## [WHAT IS ASKED]
Copy out each line exactly; pictures stay out of the copy.

* * * *

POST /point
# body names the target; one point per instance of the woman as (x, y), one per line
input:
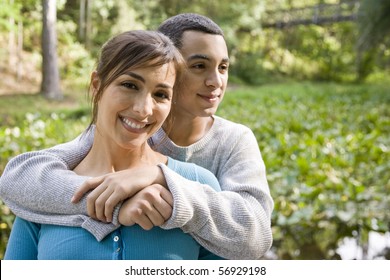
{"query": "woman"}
(132, 92)
(234, 223)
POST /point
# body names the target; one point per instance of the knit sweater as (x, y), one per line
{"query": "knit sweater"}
(30, 240)
(234, 223)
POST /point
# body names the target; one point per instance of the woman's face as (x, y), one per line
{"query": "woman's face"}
(135, 105)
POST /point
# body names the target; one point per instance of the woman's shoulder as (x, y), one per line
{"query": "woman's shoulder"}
(194, 172)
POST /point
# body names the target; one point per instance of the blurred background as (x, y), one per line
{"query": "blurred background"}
(310, 78)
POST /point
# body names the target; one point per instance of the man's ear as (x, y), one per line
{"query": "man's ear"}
(95, 81)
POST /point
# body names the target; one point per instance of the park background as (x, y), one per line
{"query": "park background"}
(309, 77)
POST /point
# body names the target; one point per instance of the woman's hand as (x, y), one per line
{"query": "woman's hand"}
(150, 207)
(110, 189)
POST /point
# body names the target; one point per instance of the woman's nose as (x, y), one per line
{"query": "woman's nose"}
(214, 79)
(143, 106)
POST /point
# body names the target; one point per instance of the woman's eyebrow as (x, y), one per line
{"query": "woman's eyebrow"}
(135, 76)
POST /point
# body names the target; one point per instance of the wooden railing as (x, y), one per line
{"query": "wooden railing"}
(319, 14)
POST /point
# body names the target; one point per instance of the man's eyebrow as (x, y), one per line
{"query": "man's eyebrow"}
(135, 76)
(140, 78)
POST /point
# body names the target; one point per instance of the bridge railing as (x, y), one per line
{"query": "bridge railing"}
(318, 14)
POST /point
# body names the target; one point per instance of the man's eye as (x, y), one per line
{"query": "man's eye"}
(224, 67)
(162, 95)
(198, 66)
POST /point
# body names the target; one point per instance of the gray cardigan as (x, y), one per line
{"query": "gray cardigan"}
(234, 223)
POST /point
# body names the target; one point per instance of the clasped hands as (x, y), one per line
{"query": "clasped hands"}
(143, 191)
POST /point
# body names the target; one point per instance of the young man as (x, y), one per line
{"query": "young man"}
(233, 224)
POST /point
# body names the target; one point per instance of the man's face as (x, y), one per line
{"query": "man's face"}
(204, 83)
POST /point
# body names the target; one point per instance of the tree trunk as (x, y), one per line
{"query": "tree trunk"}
(50, 86)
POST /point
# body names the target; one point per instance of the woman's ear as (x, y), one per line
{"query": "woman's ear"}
(95, 82)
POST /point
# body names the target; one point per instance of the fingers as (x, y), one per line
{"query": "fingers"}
(88, 185)
(150, 207)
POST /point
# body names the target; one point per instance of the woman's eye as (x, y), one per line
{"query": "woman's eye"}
(129, 85)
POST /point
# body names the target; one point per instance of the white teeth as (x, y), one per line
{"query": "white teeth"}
(133, 125)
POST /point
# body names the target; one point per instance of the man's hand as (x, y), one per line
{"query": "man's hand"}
(150, 207)
(110, 189)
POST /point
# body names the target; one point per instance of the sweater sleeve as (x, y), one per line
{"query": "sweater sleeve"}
(236, 222)
(23, 241)
(38, 186)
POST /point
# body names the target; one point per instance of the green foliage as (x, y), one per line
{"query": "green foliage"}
(327, 152)
(326, 148)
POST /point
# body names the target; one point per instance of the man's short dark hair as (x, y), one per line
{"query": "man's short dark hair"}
(175, 26)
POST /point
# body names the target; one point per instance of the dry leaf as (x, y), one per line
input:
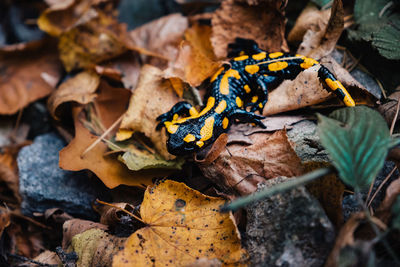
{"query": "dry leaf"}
(153, 96)
(317, 44)
(81, 88)
(196, 60)
(241, 167)
(183, 225)
(96, 247)
(329, 192)
(77, 226)
(23, 78)
(264, 23)
(161, 36)
(99, 38)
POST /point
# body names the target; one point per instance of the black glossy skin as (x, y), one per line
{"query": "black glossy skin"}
(189, 134)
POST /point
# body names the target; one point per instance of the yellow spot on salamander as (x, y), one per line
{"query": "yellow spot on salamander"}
(308, 63)
(189, 138)
(171, 128)
(221, 107)
(276, 66)
(336, 85)
(193, 111)
(215, 76)
(224, 85)
(259, 56)
(206, 131)
(241, 58)
(225, 123)
(246, 87)
(275, 55)
(239, 102)
(252, 68)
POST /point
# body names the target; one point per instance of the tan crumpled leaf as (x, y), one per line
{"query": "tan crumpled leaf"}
(110, 104)
(196, 60)
(99, 38)
(161, 36)
(153, 96)
(81, 88)
(317, 44)
(263, 23)
(96, 247)
(76, 226)
(241, 167)
(183, 225)
(24, 78)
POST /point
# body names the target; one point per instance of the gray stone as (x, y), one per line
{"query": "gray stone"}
(44, 185)
(288, 229)
(307, 145)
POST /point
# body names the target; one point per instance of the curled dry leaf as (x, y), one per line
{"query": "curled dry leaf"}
(345, 238)
(321, 42)
(99, 38)
(22, 78)
(241, 167)
(263, 23)
(81, 88)
(153, 96)
(182, 225)
(196, 60)
(96, 247)
(161, 36)
(77, 226)
(110, 104)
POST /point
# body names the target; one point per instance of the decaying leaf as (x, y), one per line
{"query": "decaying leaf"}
(23, 78)
(99, 38)
(241, 167)
(80, 88)
(110, 103)
(77, 226)
(264, 23)
(182, 225)
(96, 247)
(196, 60)
(329, 192)
(153, 96)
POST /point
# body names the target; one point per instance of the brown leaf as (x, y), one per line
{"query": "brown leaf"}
(329, 192)
(240, 167)
(81, 88)
(161, 36)
(99, 38)
(263, 23)
(321, 43)
(24, 76)
(196, 60)
(77, 226)
(153, 96)
(345, 238)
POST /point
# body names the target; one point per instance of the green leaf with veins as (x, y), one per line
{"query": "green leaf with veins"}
(357, 140)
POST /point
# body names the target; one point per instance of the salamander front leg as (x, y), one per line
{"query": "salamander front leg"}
(245, 116)
(178, 110)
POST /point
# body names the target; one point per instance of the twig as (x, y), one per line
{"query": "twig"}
(293, 182)
(121, 209)
(98, 140)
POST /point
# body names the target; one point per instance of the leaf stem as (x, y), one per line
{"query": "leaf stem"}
(282, 187)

* * * *

## [SOLUTION TO THE PROBLEM]
POST /point
# body names the target; one point per instance of the woman as (x, y), one per line
input:
{"query": "woman"}
(132, 92)
(234, 223)
POST /point
# body names the target; one point per instance of the knit sweater as (x, y), one per line
{"query": "knit sweater"}
(30, 240)
(234, 223)
POST /point
# body names the target; one point per instance of the woman's face as (x, y), one per line
{"query": "woman's face"}
(135, 105)
POST /point
# body names the target; one point per instance of the woman's shoulder as (x, y), one per line
{"query": "woman's shoulder"}
(194, 172)
POST /point
# body names the target; one point per instance of the blurred background as (x, y), one per line
{"query": "blurred background"}
(310, 78)
POST /point
# body names the target; one point per instance of the man's ear as (x, y), one per line
{"query": "man's ear"}
(95, 81)
POST /point
# body names the target; one point per instance of the park background as (x, y), one per line
{"query": "park background"}
(309, 77)
POST /point
# body names the target; one point per instance of the woman's hand as (x, y), one per line
{"query": "woman's hand"}
(150, 207)
(110, 189)
POST /point
# body names the target; one point per instance of the woman's nose as (x, y), one per line
{"query": "woman's nose"}
(214, 79)
(143, 106)
POST /point
# body names the target; one point per instance of the woman's eyebrow as (x, y), one per line
{"query": "woman's eyebrow"}
(135, 76)
POST /point
# body names the target; one point per instance of the wooden railing as (x, y), one per line
{"query": "wooden railing"}
(319, 14)
POST /point
# body names the target; one point per instance of the man's eyebrow as (x, y), one per line
{"query": "man's eyebrow"}
(135, 76)
(140, 78)
POST /point
# body names the target; one point per instance of the bridge railing as (x, y), one per line
{"query": "bridge railing"}
(318, 14)
POST /point
# body names the target; one point per instance of the man's eye as (x, y), one per line
{"query": "man's eye"}
(224, 67)
(162, 95)
(198, 66)
POST /point
# body names the target; one point per instance of the gray cardigan as (x, y), one per line
{"query": "gray cardigan"}
(234, 223)
POST /point
# body names the target; one point per instance of the clasped hands as (x, y), one per line
{"query": "clasped hands"}
(143, 191)
POST /point
# body names the target; one point per instance of the young man as (x, y), one per line
{"query": "young man"}
(233, 224)
POST /point
# body names the target; one point per instance of the man's face as (x, y), one per line
{"query": "man's face"}
(204, 83)
POST /point
# body names the target; one point per instance of the tree trunk as (x, y), one per line
{"query": "tree trunk"}
(50, 86)
POST /point
# body names the target; one point per instance of the woman's ear as (x, y), one per line
{"query": "woman's ear"}
(95, 82)
POST /point
# body names the target; one point per instance of the fingers as (x, y), one per line
{"query": "fingers"}
(88, 185)
(150, 207)
POST /point
# body names the target; one point per instance of the woman's eye as (x, y), one per line
{"query": "woman's eye"}
(129, 85)
POST /point
# body names the target; one point per instance of the white teeth as (x, y), one per line
{"query": "white teeth"}
(133, 125)
POST /point
# body names the target; one point per instance of the man's hand as (x, y), one per line
{"query": "man's hand"}
(150, 207)
(110, 189)
POST /point
# body names the target; one point per instance of the sweater sleeve as (x, y), one per line
{"query": "sweater sleeve"}
(236, 222)
(23, 241)
(38, 186)
POST /point
# body names the target; one point per instance of the green foliage as (x, y), one per line
{"query": "green foliage"}
(327, 152)
(326, 148)
POST /point
# body names the target; one point per instance of the man's short dark hair as (x, y), one per line
{"query": "man's short dark hair"}
(175, 26)
POST /point
# body names the target; one point per instance of the dry leaf as (x, y), one per line
input:
{"query": "dry leaf"}
(153, 96)
(317, 44)
(81, 88)
(196, 60)
(241, 167)
(183, 225)
(96, 247)
(329, 192)
(77, 226)
(23, 78)
(264, 23)
(161, 36)
(99, 38)
POST /point
# body names the target; one point per instance of the black glossy skin as (x, y), one per line
{"query": "black glossy skin"}
(189, 134)
POST /point
# body names the target; one point per instance of the yellow spot on salamander as (x, y), one per line
{"query": "yellow spot on salamander"}
(308, 63)
(189, 138)
(171, 128)
(221, 107)
(276, 66)
(336, 85)
(193, 111)
(215, 76)
(224, 85)
(259, 56)
(206, 131)
(241, 58)
(225, 123)
(246, 87)
(275, 55)
(239, 102)
(252, 68)
POST /point
# body names the target; one point per instance of the tan crumpled leaf as (x, y), one per line
{"query": "tan crumpled leaf"}
(110, 104)
(196, 60)
(99, 38)
(161, 36)
(153, 96)
(81, 88)
(317, 44)
(263, 23)
(96, 247)
(76, 226)
(241, 167)
(183, 225)
(24, 78)
POST /point
# body names the target; one point per instance of the gray stone as (x, y), one per line
{"query": "gray stone"}
(44, 185)
(288, 229)
(307, 145)
POST /point
# body names the target; one point per instance of the curled dry leaf as (x, y), one per line
{"query": "curled dry leaf"}
(345, 238)
(321, 42)
(99, 38)
(22, 78)
(241, 167)
(263, 23)
(81, 88)
(153, 96)
(182, 225)
(196, 60)
(96, 247)
(161, 36)
(77, 226)
(110, 104)
POST /point
# body names the target; one point per instance of the decaying leaf as (x, y), one per line
{"query": "decaying leaf"}
(23, 78)
(99, 38)
(241, 167)
(80, 88)
(110, 103)
(77, 226)
(264, 23)
(182, 225)
(96, 247)
(196, 60)
(329, 192)
(153, 96)
POST /point
# body names the target; one point per instance of the brown leaf as (x, y), one per line
{"query": "brown leaf"}
(329, 192)
(240, 167)
(81, 88)
(161, 36)
(99, 38)
(263, 23)
(321, 43)
(24, 76)
(196, 60)
(77, 226)
(153, 96)
(345, 238)
POST /point
# body names the target; one point per instance of the green leaf with veins as (x, y), one per line
{"query": "green leaf with veins"}
(357, 140)
POST /point
# body names the target; one point per instance of the salamander front leg as (x, y), one per line
{"query": "salamander front leg"}
(245, 116)
(178, 110)
POST /point
# body names the target; one point per instance of the twig as (x, y), one per line
{"query": "twig"}
(293, 182)
(121, 209)
(98, 140)
POST /point
# body names the target; one point per instance of the leaf stem as (x, y), one per line
{"query": "leaf stem"}
(282, 187)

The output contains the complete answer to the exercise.